▸ **WRITTEN INSTRUCTION**:
Reproduce the material below line for line, leaving every word, number, and mark of punctuation unchanged.

-------- DATA EXCERPTS --------

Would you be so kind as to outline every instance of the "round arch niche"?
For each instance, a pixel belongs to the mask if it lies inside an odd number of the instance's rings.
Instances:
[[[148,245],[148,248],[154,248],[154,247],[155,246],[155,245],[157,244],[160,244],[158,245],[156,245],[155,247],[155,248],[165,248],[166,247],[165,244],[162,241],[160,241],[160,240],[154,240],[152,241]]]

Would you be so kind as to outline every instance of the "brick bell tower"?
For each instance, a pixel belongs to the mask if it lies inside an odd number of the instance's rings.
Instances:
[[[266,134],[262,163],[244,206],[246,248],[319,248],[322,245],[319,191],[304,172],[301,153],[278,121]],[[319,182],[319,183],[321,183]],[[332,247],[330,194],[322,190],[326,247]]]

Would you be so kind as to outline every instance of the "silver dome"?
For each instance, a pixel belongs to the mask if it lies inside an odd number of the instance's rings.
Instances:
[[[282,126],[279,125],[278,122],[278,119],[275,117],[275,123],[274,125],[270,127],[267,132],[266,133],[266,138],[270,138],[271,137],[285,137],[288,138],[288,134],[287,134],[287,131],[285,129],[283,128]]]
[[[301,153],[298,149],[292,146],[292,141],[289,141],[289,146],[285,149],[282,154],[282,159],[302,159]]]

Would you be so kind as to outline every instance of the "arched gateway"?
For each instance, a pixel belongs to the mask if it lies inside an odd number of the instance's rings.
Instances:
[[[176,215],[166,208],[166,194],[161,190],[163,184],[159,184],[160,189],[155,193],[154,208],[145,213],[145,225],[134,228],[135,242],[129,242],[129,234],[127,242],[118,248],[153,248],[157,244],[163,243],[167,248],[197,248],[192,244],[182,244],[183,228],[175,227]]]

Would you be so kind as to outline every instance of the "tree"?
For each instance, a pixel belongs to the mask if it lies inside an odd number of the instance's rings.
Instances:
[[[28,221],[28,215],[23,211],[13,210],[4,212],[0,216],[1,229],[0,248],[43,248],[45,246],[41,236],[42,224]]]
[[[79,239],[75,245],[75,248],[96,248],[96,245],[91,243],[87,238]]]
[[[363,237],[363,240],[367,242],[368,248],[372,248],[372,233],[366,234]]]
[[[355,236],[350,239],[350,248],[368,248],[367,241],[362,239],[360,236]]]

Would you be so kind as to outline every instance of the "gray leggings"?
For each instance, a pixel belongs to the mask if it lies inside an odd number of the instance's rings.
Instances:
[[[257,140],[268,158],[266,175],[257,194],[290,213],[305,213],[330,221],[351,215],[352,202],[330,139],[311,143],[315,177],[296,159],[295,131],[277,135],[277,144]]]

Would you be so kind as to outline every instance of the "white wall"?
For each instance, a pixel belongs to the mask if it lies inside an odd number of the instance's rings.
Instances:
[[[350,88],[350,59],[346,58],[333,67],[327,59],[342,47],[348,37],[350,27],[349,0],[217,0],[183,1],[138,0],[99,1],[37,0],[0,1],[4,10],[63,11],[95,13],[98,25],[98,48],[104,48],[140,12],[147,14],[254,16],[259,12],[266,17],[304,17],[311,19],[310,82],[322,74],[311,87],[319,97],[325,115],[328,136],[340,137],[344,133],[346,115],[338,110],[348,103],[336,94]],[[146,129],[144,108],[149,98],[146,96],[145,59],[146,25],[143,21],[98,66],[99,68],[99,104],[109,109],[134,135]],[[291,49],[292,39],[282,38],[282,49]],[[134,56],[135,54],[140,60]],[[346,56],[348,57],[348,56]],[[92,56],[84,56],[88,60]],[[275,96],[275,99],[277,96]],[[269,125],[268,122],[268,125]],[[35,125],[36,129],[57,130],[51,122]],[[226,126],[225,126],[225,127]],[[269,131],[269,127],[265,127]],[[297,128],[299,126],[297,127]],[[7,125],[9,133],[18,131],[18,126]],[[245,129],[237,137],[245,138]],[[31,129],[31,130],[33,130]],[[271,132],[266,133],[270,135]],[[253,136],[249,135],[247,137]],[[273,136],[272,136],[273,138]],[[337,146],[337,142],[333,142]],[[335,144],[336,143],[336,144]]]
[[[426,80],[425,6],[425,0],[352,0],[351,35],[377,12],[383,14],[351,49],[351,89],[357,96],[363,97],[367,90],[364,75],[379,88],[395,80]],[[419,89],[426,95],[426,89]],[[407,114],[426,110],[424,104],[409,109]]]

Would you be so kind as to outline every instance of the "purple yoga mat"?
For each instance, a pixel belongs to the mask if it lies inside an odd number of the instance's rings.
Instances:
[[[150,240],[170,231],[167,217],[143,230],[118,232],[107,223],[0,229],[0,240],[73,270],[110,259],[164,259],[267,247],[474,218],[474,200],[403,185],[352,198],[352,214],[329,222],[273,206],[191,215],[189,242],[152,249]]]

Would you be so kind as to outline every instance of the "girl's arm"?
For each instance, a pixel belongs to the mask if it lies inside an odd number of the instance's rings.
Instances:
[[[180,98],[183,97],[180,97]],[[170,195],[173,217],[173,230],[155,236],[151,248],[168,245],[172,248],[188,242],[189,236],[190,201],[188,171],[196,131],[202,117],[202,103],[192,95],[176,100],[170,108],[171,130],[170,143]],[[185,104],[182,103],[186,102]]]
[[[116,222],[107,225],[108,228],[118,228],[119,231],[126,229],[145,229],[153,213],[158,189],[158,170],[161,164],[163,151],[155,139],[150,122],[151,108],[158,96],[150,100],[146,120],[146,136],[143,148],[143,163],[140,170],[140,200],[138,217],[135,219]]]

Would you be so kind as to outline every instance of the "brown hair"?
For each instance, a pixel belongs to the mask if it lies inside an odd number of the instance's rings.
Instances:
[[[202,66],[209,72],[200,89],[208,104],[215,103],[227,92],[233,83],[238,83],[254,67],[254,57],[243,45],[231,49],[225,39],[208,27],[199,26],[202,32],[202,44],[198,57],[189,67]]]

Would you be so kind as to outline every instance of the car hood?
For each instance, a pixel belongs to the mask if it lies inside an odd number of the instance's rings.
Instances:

--------

▸ **SOLUTION TO THE PROBLEM**:
Would you be so kind as to outline every instance of the "round arch niche"?
For each instance, a pixel belongs to the mask if it lies inside an odd number of the instance's rings.
Instances:
[[[148,245],[148,248],[154,248],[154,247],[155,246],[155,245],[157,244],[160,244],[158,245],[156,245],[155,247],[155,248],[165,248],[166,247],[165,244],[162,241],[160,241],[160,240],[154,240],[152,241]]]

Would you be so kind as to outline every instance of the "brick bell tower"?
For each instance, a pixel belongs to the mask if it lies inside an odd number of the instance's rings.
Instances:
[[[266,134],[262,163],[244,206],[246,248],[319,248],[322,245],[319,191],[304,172],[301,153],[278,121]],[[319,182],[319,183],[321,183]],[[332,247],[330,194],[322,190],[326,247]]]

Would you be so kind as to outline every instance of the "silver dome"?
For each instance, a pixel belongs to the mask if it lies inside an odd number of the instance's rings.
Instances:
[[[282,126],[279,125],[278,122],[278,119],[275,117],[275,123],[274,125],[270,127],[267,132],[266,133],[266,138],[270,138],[271,137],[285,137],[288,138],[288,134],[287,134],[287,131],[285,129],[283,128]]]
[[[301,153],[298,149],[292,146],[292,141],[289,141],[289,146],[285,149],[282,154],[282,159],[302,159]]]

Would you be so kind as to outline every instance of the "arched gateway"?
For each instance, a pixel belongs to the mask if it lies inside an odd number of the instance's rings.
Instances:
[[[176,215],[166,208],[166,194],[161,190],[163,184],[159,184],[160,189],[155,193],[154,208],[145,213],[145,225],[134,228],[135,242],[129,242],[129,234],[127,242],[118,248],[153,248],[157,244],[163,243],[167,248],[197,248],[192,244],[182,244],[183,228],[175,227]]]

Would you be so kind as to outline every instance of the "tree"?
For each instance, a pixel belongs to the mask if it lies inside an odd number of the instance's rings.
Instances:
[[[28,221],[28,215],[23,211],[13,210],[4,212],[0,216],[1,229],[0,248],[43,248],[45,246],[41,236],[42,224]]]
[[[79,239],[75,245],[75,248],[96,248],[96,245],[91,243],[87,238]]]
[[[363,237],[363,240],[367,242],[368,248],[372,248],[372,233],[366,234]]]
[[[355,236],[350,239],[350,248],[368,248],[367,241],[362,239],[360,236]]]

Would you be so kind as to outline every instance of the "gray leggings"?
For each instance, a pixel belongs to the mask if it lies inside an odd number of the instance's rings.
Instances:
[[[257,140],[268,158],[266,175],[257,194],[290,213],[305,213],[330,221],[351,215],[352,202],[330,139],[311,143],[315,177],[296,159],[295,131],[277,135],[277,144]]]

Would you be so kind as to outline every instance of the "white wall"?
For each instance, a pixel belongs to the mask if it lies inside an odd number of the instance's rings.
Instances:
[[[350,88],[350,59],[346,58],[333,67],[327,59],[342,47],[348,37],[350,27],[349,0],[217,0],[183,1],[138,0],[99,1],[37,0],[0,1],[4,10],[63,11],[95,13],[98,25],[98,48],[104,48],[140,12],[147,14],[254,16],[259,12],[266,17],[304,17],[311,19],[310,82],[322,74],[311,87],[319,97],[325,115],[328,136],[340,137],[344,133],[346,115],[338,110],[348,103],[336,94]],[[146,129],[144,108],[149,98],[146,96],[145,59],[146,25],[143,21],[98,66],[99,68],[99,104],[109,109],[134,135]],[[291,49],[292,39],[282,38],[282,49]],[[134,56],[135,54],[140,60]],[[346,56],[348,57],[348,56]],[[92,56],[84,56],[88,60]],[[275,96],[275,99],[277,96]],[[269,125],[268,122],[268,125]],[[35,125],[36,129],[57,130],[51,122]],[[226,126],[225,126],[225,127]],[[269,131],[269,127],[265,127]],[[297,128],[299,126],[297,127]],[[7,125],[9,133],[18,131],[18,126]],[[245,129],[237,137],[245,138]],[[31,129],[31,130],[33,130]],[[271,132],[266,133],[270,135]],[[253,136],[249,135],[247,137]],[[273,136],[272,136],[273,138]],[[337,146],[337,142],[333,142]],[[335,144],[336,143],[336,144]]]
[[[426,80],[425,6],[425,0],[352,0],[351,35],[377,12],[383,14],[351,49],[351,89],[357,96],[363,97],[367,90],[364,75],[379,88],[395,80]],[[419,89],[426,95],[426,89]],[[407,114],[426,110],[424,104],[409,109]]]

Would you be so kind as to outline every instance of the "purple yoga mat"?
For each instance, a pixel belongs to the mask if it lies inside an odd number of the instance's rings.
Instances:
[[[150,240],[170,231],[167,217],[143,230],[118,232],[107,223],[0,229],[0,240],[73,270],[110,259],[164,259],[267,247],[474,218],[474,200],[403,185],[352,198],[352,214],[329,222],[273,206],[191,215],[189,242],[152,249]]]

Would you be so kind as to outline every instance of the "girl's arm"?
For each instance, a pixel belongs to the mask if it lies inside an odd number of the instance's rings.
Instances:
[[[180,98],[183,97],[180,97]],[[170,195],[173,217],[173,230],[155,236],[151,248],[168,245],[172,248],[188,242],[189,236],[190,201],[188,171],[196,131],[202,117],[202,103],[192,95],[176,100],[170,108],[171,130],[170,143]],[[185,104],[182,103],[186,102]]]
[[[116,222],[107,225],[108,228],[118,228],[119,231],[126,229],[145,229],[153,213],[158,189],[158,170],[161,164],[163,151],[155,139],[150,122],[151,108],[158,96],[150,100],[146,120],[146,136],[143,148],[143,163],[140,170],[140,200],[138,217],[135,219]]]

Would you be so kind as to outline every instance of the "brown hair"?
For each instance, a pixel belongs to the mask if it lies inside an odd number of the instance's rings.
Instances:
[[[202,66],[209,72],[200,89],[208,104],[215,103],[227,92],[233,83],[238,83],[254,67],[254,57],[243,45],[231,49],[225,39],[208,27],[199,26],[202,32],[202,44],[198,57],[189,67]]]

Would you be so kind as to outline every instance of the car hood?
For each instance, a pixel belongs to the mask if it lies inside an odd number of the instance's rings.
Instances:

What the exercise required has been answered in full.